_ASSIGNED TASK_
When you repeat the entries below, keep each word exactly as it is and drop the pictures.

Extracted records

Start of Block

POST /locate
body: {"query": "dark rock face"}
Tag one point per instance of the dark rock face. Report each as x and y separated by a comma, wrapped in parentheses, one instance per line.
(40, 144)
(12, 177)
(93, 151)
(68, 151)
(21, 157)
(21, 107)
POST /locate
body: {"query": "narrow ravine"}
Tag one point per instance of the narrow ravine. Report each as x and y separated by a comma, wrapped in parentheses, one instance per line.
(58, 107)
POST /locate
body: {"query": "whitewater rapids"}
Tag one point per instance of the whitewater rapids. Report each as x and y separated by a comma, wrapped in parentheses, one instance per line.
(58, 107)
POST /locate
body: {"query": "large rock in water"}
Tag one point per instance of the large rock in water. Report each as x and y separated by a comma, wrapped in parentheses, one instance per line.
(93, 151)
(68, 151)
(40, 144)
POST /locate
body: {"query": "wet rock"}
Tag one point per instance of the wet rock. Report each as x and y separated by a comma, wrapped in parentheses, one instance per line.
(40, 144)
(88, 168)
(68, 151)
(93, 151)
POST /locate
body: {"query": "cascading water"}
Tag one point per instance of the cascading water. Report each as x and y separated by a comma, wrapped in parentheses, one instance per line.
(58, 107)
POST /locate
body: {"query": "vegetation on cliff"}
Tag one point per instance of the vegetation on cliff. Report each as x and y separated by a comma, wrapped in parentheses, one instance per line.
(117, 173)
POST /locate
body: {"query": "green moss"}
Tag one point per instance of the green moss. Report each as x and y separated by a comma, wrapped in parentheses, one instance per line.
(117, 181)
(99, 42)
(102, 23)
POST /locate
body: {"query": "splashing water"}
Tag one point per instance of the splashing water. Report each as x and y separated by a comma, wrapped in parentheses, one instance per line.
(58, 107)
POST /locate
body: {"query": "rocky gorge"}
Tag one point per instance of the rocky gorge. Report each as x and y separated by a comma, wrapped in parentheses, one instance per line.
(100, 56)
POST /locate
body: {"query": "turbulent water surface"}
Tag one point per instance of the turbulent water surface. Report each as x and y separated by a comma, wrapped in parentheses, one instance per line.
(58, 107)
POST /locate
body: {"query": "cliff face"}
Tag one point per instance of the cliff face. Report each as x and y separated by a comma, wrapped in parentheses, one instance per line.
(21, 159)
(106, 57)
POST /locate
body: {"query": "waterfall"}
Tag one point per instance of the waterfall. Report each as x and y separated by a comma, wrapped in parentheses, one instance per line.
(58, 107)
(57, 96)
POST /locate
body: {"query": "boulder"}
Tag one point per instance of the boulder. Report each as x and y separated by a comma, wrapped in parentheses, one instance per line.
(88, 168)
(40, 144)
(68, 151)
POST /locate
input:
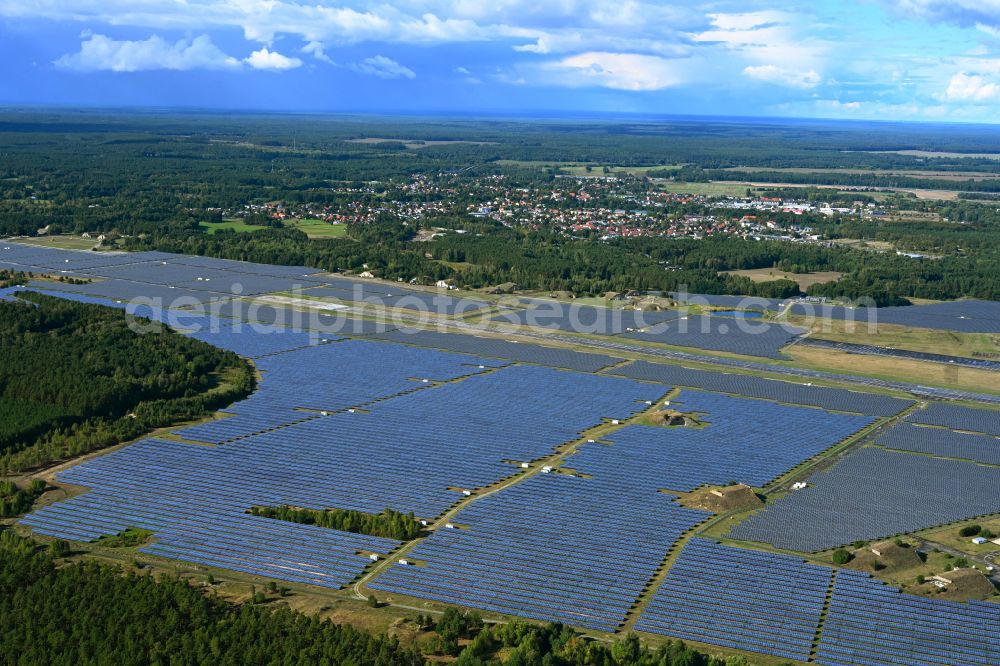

End of Block

_RESULT OF THIS EXERCISE_
POST /locate
body: {"query": "dark rock face"}
Tag one point per instance of the dark rock face. Report each as x and y separated by a comma, wrapped in parentheses, one instance per line.
(40, 144)
(12, 177)
(93, 151)
(68, 151)
(21, 157)
(21, 107)
POST /locate
body: {"query": "narrow ravine"}
Tag one point per instance of the narrow ravine. Report each as x and y separated by a comma, wrapped in parentheses, one instance per line.
(58, 107)
POST /locate
body: {"query": "whitewater rapids"}
Tag one point per instance of the whitewater rapids. Report each as x and y separated by a comma, wrapped in parentheses, one instance per line.
(58, 107)
POST /locate
body: {"query": "large rock in water"}
Tag one point per instance of the large rock in water. Report each as x and y separated by a comma, wrapped in parentheses, one instance per line.
(93, 151)
(68, 151)
(40, 144)
POST /locate
body: {"query": "wet rock"}
Tag one point per instance of the wet rock. Report each as x and y separated by a comma, wrapped in parentheses, one instance per line.
(40, 144)
(88, 168)
(68, 151)
(93, 151)
POST /locate
body: {"query": "cascading water"}
Tag one point per instance of the cascading water. Report each as x and y separated by a comma, wrapped in parentheses, one instance per line.
(58, 107)
POST /locate
body: {"query": "vegetation on cliff"}
Tag one point per instance of the vegetation on cliff. Report each as x and y separated by a comma, wrapped in parentheses, one instance per line.
(117, 173)
POST /locate
body: {"query": "green moss"}
Tag one point per instance of the green moss. Report each as x and y separated by a comma, wrapped in parentheses, one instance per line.
(117, 181)
(99, 42)
(102, 23)
POST /locate
body: {"query": "splashing water"}
Tag one point per instance of the splashing water. Report each as x and y separated by a comma, wrapped in parentheses, one instance per line.
(58, 107)
POST /locate
body: {"query": "rocky gorge"}
Tag one point per instance of the rocky gorge. Report each as x and y separated by a comma, wrapped in parentheses, one instance per line.
(100, 56)
POST /locate
body: {"query": "turbulent water surface"}
Tag one point per instance of the turbulent water surface. Report each as x and y separated by a comma, wrapped in parentheses, one instance per line.
(58, 107)
POST /locate
body: {"query": "cliff face"}
Tag one point per instance of the cliff face. Report each as x and y separated by a comma, wrapped in parentheses, one instance per line.
(21, 159)
(106, 57)
POST /locate
body: {"query": "waterfall"}
Tag one point per instance of the waterfall. Report each as x and y separated by a comma, wrapped in parentheses, one instance per line.
(58, 107)
(57, 96)
POST /locate
body: {"query": "boulder"}
Tag one point per instance of the boulder. Report each as x and y separated by a comma, wrapped in parentheses, one instance per line.
(88, 168)
(40, 144)
(68, 151)
POST /locate
input:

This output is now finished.